**課題の目標**. 庄内平野の取材を記した本文のうち、「Photo & Text」から始まり「真の発表の場でもありました。」までの部分を、一字も変えずに再掲してください。

**本文抜粋**.
第9回1978年 「庄内平野・山形県東田川郡余目町」

Photo & Text 丹野清志

1965年撮影 余目町

グラフ雑誌の取材

1977年世界初のAFカメラ「ジャスピンコニカことコニカC35AFが発売され、1985年にはAF一眼レフミノルタα7000が爆発的人気、70年代後半から80年代は全自動モードの新製品が次々に発売されて、写真熱が盛り上がった時代でした。いずれも休刊になっていますが、作品とともに撮影機材、技法解説から評論まで写真に関すること満載の写真雑誌「アサヒカメラ」「カメラ毎日」「日本カメラ」は写真愛好家必読の雑誌でした。一般雑誌では、写真を主体に構成された週刊グラフ雑誌「アサヒグラフ」「毎日グラフ」が発行されていました。グラフ誌は判型がB4判と大きく写真一点見開きページとなると大迫力、多くのカメラマンにとって魅力的な写真の発表の場でもありました。



1978年の冬、アサヒグラフ編集部から「庄内平野」に通ってみないかと言われました。田植から収穫期までコメの1年を撮影して、10月の号に掲載するとのこと。行先は山形県の北西部にひろがる庄内平野のほぼ中央に位置する、東田川郡余目町 (現在庄内町) 。1965年、この地で田んぼに女性たちが並んで田植えをしている風景を写したことがあったことと、日本有数の米作地帯である庄内平野はゆっくりと訪れたい場所でもあったので、即ひきうけました。発行元が新聞社ですから、ただ米どころの地を紹介するのではなく「取材テーマ」があります。テーマは「減反」でした。「減反」とは、正確には「水田利用再編計画」と言い、コメの生産量が増えてコメ余り状態になっているので生産量を減らす政策で、1971年から本格的に実施され、78年は大二次減反が始まった年でした。ちなみに「反」は尺貫法で土地の広さのこと。生産地では10アール単位のコメの収穫量を「反収」と言います。

**一覧の内容**.
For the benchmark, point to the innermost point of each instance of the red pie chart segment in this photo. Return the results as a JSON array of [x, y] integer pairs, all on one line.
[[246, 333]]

**本課題の解答**.
Photo & Text 丹野清志

1965年撮影 余目町

グラフ雑誌の取材

1977年世界初のAFカメラ「ジャスピンコニカことコニカC35AFが発売され、1985年にはAF一眼レフミノルタα7000が爆発的人気、70年代後半から80年代は全自動モードの新製品が次々に発売されて、写真熱が盛り上がった時代でした。いずれも休刊になっていますが、作品とともに撮影機材、技法解説から評論まで写真に関すること満載の写真雑誌「アサヒカメラ」「カメラ毎日」「日本カメラ」は写真愛好家必読の雑誌でした。一般雑誌では、写真を主体に構成された週刊グラフ雑誌「アサヒグラフ」「毎日グラフ」が発行されていました。グラフ誌は判型がB4判と大きく写真一点見開きページとなると大迫力、多くのカメラマンにとって魅力的な写真の発表の場でもありました。